── Data for the task

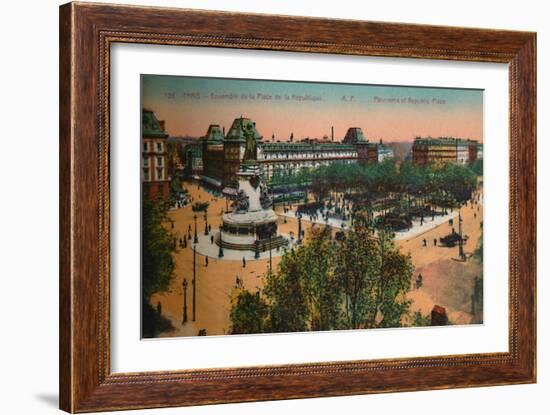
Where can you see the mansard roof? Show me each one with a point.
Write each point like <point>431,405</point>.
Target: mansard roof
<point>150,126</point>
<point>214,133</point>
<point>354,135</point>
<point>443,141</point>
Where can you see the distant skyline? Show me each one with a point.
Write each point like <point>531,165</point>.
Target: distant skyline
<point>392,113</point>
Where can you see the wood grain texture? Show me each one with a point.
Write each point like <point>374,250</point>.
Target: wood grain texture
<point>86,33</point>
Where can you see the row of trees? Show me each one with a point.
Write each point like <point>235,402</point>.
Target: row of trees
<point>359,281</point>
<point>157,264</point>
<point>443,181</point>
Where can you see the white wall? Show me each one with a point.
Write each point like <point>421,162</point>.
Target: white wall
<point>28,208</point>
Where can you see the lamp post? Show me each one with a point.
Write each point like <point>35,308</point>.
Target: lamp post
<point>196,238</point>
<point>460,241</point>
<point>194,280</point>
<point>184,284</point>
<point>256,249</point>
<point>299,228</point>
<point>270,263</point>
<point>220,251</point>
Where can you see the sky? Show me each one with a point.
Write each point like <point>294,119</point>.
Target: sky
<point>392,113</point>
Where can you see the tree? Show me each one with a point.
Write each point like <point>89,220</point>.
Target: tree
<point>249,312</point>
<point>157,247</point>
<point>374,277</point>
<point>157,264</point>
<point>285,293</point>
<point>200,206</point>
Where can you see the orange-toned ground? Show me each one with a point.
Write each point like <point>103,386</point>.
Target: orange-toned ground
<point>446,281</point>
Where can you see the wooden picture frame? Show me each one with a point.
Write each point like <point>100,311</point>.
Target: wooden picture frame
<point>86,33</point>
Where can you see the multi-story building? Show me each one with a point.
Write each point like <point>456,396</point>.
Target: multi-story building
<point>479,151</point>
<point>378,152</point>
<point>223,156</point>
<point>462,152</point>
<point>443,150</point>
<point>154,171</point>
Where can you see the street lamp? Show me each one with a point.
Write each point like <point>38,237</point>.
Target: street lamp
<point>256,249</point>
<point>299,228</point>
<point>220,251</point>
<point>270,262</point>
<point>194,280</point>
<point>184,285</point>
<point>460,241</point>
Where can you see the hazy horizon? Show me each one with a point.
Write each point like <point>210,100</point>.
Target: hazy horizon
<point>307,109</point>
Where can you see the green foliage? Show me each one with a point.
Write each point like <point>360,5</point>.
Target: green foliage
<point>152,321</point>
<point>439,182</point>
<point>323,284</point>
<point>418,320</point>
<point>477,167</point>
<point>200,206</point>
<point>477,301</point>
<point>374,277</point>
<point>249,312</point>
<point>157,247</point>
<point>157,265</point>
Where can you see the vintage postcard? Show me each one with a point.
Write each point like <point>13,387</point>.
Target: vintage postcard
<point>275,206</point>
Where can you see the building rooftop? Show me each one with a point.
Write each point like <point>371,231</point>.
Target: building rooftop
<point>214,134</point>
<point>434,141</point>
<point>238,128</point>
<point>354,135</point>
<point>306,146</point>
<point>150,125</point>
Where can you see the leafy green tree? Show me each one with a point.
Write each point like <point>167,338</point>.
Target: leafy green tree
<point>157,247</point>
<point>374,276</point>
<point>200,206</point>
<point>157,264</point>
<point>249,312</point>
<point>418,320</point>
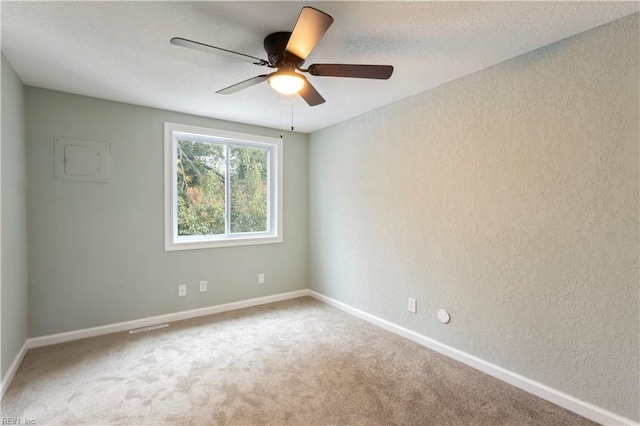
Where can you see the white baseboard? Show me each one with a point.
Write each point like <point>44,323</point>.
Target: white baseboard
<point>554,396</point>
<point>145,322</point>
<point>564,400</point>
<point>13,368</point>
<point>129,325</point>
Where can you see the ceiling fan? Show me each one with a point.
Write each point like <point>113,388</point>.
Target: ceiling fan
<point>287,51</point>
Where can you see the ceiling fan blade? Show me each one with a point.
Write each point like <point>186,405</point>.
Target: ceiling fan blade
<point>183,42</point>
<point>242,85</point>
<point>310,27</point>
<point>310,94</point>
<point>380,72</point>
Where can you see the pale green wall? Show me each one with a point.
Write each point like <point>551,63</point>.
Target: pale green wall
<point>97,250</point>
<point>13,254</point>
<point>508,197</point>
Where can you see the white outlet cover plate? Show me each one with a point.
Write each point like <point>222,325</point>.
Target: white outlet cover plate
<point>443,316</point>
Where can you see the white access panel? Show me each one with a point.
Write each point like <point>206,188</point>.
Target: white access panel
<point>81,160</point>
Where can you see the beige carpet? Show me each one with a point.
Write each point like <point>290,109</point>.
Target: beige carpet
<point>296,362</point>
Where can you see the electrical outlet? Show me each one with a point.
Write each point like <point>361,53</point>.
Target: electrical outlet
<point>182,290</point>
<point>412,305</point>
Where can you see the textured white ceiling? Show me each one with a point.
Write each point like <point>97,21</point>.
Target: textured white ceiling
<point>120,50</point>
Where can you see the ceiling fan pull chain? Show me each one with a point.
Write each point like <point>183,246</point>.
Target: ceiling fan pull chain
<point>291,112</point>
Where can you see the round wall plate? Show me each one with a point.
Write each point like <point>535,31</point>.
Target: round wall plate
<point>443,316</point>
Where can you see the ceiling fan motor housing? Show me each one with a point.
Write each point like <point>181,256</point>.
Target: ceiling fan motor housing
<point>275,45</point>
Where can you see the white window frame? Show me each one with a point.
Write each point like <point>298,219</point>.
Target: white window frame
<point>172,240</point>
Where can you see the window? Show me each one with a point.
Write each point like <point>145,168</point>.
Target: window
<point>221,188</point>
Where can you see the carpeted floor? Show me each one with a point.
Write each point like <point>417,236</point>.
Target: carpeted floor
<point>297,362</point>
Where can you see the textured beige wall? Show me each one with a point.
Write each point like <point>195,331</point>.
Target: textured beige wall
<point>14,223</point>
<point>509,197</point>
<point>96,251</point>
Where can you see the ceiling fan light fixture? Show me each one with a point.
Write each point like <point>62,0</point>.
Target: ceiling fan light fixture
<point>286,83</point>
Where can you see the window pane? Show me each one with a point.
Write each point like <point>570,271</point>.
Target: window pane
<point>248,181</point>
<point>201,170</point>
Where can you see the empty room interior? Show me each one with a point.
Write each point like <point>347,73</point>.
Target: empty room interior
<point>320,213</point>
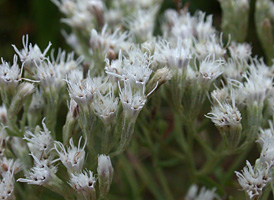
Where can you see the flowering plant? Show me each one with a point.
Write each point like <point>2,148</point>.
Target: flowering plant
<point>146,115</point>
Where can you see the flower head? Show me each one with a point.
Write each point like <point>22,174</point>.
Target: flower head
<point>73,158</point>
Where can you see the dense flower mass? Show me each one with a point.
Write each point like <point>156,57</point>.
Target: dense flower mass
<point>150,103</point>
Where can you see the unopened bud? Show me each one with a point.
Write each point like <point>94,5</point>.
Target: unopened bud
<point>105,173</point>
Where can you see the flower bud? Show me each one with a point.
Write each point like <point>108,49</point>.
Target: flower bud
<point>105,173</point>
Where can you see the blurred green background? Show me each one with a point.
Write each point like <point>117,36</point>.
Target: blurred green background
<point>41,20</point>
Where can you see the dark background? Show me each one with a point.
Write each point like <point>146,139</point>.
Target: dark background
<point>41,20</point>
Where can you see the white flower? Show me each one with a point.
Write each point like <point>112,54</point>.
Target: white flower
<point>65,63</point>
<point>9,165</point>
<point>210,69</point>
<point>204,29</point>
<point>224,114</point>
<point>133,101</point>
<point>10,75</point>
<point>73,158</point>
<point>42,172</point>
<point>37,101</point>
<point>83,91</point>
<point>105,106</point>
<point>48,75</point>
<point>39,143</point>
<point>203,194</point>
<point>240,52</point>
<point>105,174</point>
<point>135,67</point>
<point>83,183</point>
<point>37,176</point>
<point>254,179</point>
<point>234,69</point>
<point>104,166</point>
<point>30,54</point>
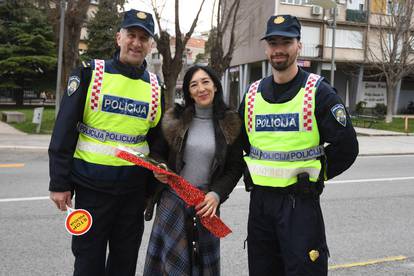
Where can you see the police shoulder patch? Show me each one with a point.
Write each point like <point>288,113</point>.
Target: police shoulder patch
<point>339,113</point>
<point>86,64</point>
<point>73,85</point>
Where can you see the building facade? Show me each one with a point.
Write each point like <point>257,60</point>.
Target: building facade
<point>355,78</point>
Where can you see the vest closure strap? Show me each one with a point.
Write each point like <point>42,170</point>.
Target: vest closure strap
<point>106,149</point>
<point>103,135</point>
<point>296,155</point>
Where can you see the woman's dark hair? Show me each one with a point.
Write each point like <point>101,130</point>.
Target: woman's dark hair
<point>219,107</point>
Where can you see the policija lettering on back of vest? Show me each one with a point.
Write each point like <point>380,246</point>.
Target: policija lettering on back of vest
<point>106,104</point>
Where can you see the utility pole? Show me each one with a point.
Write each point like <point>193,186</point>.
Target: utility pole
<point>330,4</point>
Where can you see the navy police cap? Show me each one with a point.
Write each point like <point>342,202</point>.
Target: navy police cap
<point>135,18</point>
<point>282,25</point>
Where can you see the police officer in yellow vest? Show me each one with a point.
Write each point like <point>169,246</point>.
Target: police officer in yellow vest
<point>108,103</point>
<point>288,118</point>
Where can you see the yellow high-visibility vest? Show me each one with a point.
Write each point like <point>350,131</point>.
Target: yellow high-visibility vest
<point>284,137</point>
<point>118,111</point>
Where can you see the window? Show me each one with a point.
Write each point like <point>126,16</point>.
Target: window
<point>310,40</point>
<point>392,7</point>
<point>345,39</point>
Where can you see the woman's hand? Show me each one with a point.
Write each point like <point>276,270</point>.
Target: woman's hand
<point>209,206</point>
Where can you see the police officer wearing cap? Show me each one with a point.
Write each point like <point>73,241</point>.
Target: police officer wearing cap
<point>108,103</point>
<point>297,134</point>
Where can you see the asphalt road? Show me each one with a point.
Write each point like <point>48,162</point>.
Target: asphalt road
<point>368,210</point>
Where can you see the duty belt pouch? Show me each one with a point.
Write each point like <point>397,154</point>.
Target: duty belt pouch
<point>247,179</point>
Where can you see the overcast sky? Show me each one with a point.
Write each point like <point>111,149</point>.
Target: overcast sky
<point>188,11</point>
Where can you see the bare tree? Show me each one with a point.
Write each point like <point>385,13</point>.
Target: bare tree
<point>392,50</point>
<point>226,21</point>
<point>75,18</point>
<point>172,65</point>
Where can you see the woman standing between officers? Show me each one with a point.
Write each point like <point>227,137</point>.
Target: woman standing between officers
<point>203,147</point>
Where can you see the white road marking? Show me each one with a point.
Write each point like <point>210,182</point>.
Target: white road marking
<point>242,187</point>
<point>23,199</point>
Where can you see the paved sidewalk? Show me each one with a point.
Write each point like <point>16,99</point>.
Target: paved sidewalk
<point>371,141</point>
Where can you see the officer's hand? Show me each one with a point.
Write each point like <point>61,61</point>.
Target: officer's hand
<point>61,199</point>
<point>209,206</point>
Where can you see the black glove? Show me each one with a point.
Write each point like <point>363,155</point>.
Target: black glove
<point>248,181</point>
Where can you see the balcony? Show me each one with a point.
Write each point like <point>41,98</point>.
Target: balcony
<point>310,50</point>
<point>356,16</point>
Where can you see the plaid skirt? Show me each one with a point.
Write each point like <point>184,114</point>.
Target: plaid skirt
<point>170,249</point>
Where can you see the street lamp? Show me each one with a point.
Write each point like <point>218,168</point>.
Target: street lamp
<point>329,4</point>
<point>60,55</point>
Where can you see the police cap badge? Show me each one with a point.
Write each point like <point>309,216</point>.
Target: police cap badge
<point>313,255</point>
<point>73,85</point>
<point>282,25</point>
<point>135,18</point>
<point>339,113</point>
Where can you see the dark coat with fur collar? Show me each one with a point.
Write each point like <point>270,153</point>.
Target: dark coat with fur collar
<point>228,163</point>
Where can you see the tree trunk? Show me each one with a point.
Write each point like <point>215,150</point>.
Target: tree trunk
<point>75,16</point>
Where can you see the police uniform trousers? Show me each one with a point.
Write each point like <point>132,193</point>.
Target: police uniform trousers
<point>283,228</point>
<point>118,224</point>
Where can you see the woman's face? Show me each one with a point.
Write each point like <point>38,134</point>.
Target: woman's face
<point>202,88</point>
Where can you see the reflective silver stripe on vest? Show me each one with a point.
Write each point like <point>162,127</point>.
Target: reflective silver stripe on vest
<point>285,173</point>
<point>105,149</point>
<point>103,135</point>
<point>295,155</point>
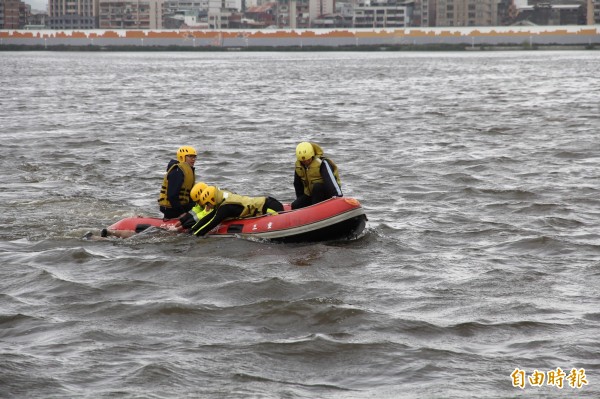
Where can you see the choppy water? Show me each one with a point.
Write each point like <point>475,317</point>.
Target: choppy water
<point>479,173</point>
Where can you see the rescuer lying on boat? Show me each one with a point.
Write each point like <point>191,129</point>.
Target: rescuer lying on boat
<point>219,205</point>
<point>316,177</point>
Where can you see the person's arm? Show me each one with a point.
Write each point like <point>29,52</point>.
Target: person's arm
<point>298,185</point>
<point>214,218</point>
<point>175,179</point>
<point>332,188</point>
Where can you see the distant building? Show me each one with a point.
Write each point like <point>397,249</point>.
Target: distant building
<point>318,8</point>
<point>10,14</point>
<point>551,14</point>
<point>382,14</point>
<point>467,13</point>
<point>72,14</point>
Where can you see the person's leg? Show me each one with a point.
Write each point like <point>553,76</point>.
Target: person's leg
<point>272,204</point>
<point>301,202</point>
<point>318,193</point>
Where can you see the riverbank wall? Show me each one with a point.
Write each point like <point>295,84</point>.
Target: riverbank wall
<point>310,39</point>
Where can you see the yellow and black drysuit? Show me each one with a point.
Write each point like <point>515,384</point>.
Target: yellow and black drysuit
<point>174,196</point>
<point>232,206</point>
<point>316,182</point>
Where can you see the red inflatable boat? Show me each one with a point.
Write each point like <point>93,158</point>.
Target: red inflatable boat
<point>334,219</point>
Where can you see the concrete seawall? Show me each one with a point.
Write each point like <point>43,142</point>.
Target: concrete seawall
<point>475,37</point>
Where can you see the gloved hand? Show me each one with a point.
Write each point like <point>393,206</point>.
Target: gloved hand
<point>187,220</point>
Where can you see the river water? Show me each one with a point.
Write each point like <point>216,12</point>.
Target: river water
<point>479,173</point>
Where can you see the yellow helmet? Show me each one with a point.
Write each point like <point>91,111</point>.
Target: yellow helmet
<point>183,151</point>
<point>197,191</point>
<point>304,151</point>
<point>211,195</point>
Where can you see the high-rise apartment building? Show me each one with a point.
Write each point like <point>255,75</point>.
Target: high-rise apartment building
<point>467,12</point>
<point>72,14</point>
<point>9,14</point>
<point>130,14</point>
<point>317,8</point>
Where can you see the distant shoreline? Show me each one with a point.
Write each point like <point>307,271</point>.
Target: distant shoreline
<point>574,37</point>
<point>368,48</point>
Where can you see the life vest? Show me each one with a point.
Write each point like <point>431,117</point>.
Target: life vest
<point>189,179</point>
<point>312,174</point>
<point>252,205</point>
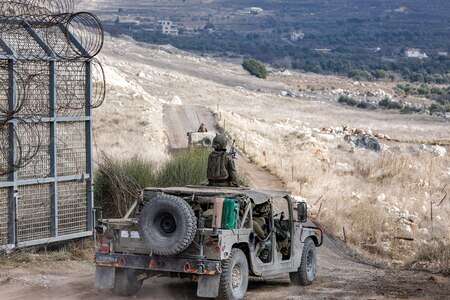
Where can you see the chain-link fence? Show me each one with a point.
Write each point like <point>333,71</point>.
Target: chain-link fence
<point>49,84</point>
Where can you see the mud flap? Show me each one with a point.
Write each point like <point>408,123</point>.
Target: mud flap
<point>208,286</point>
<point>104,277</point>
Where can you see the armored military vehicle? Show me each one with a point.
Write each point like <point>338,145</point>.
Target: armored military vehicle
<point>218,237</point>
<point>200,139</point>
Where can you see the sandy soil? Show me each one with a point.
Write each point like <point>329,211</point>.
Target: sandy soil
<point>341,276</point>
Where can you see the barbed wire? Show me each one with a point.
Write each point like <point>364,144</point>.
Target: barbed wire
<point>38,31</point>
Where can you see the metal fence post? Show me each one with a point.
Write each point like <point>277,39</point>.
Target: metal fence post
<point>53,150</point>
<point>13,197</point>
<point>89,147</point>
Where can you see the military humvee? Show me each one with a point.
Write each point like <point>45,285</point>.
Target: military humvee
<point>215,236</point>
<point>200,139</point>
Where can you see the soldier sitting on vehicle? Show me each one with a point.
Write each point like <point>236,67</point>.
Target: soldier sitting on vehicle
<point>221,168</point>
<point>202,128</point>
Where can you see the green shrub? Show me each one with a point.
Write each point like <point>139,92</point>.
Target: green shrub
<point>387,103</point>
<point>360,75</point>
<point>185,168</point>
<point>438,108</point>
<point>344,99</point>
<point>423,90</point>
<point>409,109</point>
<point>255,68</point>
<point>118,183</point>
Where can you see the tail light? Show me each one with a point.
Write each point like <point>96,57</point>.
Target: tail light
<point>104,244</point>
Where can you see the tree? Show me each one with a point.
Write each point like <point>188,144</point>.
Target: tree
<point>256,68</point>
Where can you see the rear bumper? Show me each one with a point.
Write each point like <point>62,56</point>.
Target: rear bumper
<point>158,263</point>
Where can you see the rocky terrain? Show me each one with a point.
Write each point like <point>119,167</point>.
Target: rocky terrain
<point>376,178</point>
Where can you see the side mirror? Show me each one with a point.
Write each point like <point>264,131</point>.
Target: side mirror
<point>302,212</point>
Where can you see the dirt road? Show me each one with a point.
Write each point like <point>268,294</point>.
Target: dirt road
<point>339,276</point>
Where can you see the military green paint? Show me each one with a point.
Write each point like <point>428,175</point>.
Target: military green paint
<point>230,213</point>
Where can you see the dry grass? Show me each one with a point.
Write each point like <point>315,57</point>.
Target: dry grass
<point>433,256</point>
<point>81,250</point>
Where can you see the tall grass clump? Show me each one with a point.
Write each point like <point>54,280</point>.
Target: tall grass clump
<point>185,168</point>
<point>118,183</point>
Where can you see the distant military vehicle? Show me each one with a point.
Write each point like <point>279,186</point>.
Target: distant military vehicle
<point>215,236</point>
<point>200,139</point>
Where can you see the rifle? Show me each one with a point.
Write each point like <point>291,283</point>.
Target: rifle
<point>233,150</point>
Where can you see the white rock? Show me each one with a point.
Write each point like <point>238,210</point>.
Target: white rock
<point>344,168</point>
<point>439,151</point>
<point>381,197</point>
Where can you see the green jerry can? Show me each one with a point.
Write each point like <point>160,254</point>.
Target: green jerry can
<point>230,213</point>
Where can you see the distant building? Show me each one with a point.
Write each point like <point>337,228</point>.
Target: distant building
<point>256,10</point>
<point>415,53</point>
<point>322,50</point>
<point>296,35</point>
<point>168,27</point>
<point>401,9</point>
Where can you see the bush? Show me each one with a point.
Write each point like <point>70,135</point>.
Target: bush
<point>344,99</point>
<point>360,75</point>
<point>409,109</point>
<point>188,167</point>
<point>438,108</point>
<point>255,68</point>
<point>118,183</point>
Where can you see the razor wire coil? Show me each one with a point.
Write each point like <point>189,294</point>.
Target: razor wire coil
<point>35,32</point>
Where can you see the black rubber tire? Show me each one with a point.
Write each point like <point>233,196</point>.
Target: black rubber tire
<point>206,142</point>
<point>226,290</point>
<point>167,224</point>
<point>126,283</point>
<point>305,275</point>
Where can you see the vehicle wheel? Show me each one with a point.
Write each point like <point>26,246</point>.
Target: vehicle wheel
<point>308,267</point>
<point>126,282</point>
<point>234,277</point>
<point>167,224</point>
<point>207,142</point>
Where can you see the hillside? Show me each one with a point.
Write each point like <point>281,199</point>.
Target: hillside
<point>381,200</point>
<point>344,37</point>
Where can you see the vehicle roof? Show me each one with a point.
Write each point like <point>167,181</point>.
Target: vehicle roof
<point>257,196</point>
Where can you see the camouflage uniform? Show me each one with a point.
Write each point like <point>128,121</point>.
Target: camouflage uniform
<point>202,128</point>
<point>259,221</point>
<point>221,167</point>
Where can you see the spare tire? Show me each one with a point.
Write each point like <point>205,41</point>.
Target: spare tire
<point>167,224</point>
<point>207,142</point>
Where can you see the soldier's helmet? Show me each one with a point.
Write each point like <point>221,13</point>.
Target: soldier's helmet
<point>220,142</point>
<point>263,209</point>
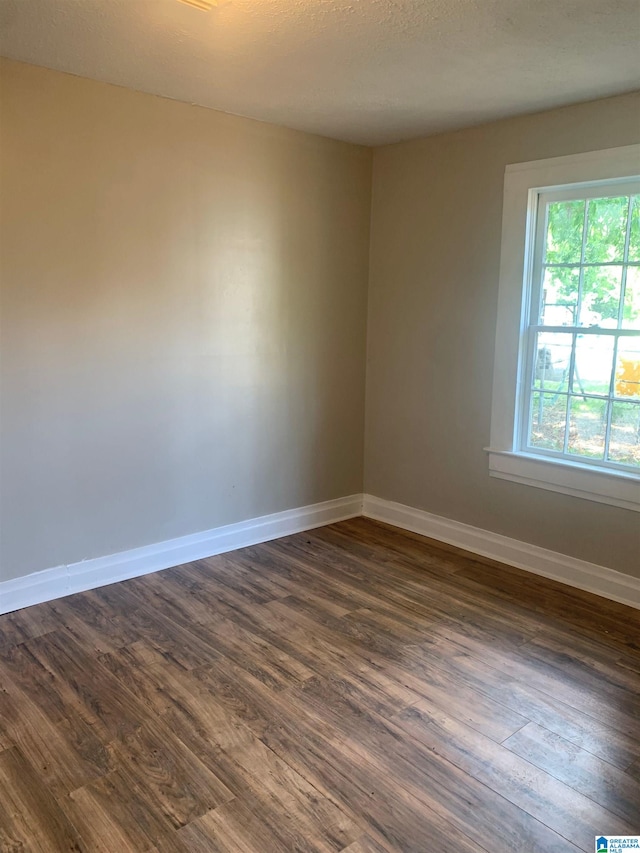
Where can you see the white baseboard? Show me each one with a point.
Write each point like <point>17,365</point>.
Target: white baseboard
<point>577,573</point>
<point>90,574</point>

────

To do
Format the data from the line containing "Where can you see the utility" down to the line containing "<point>330,4</point>", including both of those lines, as a JSON list with one string per line and blank lines omitted.

Reply to the task
[
  "Where can you see the utility pole? Show me each one with a point.",
  "Write each point like <point>193,186</point>.",
  "Target: utility pole",
  "<point>330,4</point>"
]